Tarefa proposta A -
Repete sem qualquer alteração tudo o que vai do início das linhas até à linha que contém "488 302 L 483", incluindo ambas as extremidades.

A partidarização das associações de base está a afectar o normal desenvolvimento desse segmento da sociedade civil, pondo em risco a sua credibilidade aos olhos dos cabo-verdianos. Jacinto Santos, autor de um estudo sobre as Organizações da Sociedade Civil (OSC), encomendado pelo Ministério do Ambiente, Habitação e Ordenamento do Território (MAHOT), lança o alerta: “É salutar e desejável que a sociedade civil não se confunda com a sociedade política”.
A excessiva intervenção de políticos, entre os quais, deputados e dirigentes partidários, está a “desvirtuar” a essência das associações de desenvolvimento comunitário. Segundo Jacinto Santos, dada a dimensão que o tema já ganhou, o assunto vem sendo debatido, recorrentemente, no seio das OSC, em particular da Plataforma das ONG’s. Tal facto ficou patente, recentemente, com a polémica em torno da distribuição dos recursos do Fundo do Ambiente por parte do Governo mas também das câmaras municipais.

Tarefa proposta B -
Reproduz fielmente, do excerto sobre as associações de base, tudo o que vai desde "A excessiva intervenção" até "das câmaras municipais.".

Linhas -
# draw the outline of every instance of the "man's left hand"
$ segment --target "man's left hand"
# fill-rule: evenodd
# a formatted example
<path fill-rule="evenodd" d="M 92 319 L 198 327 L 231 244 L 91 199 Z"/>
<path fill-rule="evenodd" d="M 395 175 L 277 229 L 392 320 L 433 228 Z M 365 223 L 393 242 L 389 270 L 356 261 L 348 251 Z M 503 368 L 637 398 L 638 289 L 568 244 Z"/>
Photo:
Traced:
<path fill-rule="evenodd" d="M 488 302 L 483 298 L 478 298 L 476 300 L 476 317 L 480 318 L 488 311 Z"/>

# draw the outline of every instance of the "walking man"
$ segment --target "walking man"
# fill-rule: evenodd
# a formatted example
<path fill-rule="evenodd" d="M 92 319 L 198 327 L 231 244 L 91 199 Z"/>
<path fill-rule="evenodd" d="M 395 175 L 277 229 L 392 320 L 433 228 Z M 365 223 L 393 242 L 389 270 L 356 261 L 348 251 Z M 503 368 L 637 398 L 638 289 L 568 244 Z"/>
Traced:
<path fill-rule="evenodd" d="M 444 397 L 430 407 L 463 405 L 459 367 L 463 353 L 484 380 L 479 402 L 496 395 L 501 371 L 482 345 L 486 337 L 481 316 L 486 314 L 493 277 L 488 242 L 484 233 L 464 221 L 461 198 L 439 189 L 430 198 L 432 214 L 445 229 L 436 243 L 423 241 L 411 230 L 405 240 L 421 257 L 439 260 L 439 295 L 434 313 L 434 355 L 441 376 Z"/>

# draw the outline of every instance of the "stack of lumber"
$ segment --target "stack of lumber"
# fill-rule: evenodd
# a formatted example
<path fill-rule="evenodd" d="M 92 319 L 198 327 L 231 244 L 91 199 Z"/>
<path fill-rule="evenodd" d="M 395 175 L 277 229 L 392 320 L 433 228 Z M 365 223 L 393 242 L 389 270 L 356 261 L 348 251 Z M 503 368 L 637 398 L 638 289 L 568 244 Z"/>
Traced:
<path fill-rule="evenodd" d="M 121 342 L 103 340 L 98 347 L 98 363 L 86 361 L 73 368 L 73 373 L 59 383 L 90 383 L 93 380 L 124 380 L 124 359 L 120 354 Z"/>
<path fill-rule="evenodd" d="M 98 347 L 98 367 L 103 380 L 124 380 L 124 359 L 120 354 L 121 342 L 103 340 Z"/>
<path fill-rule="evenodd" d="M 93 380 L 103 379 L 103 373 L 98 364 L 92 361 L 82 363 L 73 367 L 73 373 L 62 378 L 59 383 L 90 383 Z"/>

Resposta esperada A -
# draw the outline of every instance of the "man's left hand"
$ segment --target "man's left hand"
# fill-rule: evenodd
# a formatted example
<path fill-rule="evenodd" d="M 92 319 L 198 327 L 231 244 L 91 199 Z"/>
<path fill-rule="evenodd" d="M 395 175 L 277 229 L 392 320 L 433 228 Z M 365 223 L 393 242 L 389 270 L 356 261 L 348 251 Z M 503 368 L 637 398 L 638 289 L 568 244 Z"/>
Photo:
Traced:
<path fill-rule="evenodd" d="M 488 302 L 483 298 L 478 298 L 476 300 L 476 317 L 480 318 L 488 311 Z"/>

Resposta esperada B -
A excessiva intervenção de políticos, entre os quais, deputados e dirigentes partidários, está a “desvirtuar” a essência das associações de desenvolvimento comunitário. Segundo Jacinto Santos, dada a dimensão que o tema já ganhou, o assunto vem sendo debatido, recorrentemente, no seio das OSC, em particular da Plataforma das ONG’s. Tal facto ficou patente, recentemente, com a polémica em torno da distribuição dos recursos do Fundo do Ambiente por parte do Governo mas também das câmaras municipais.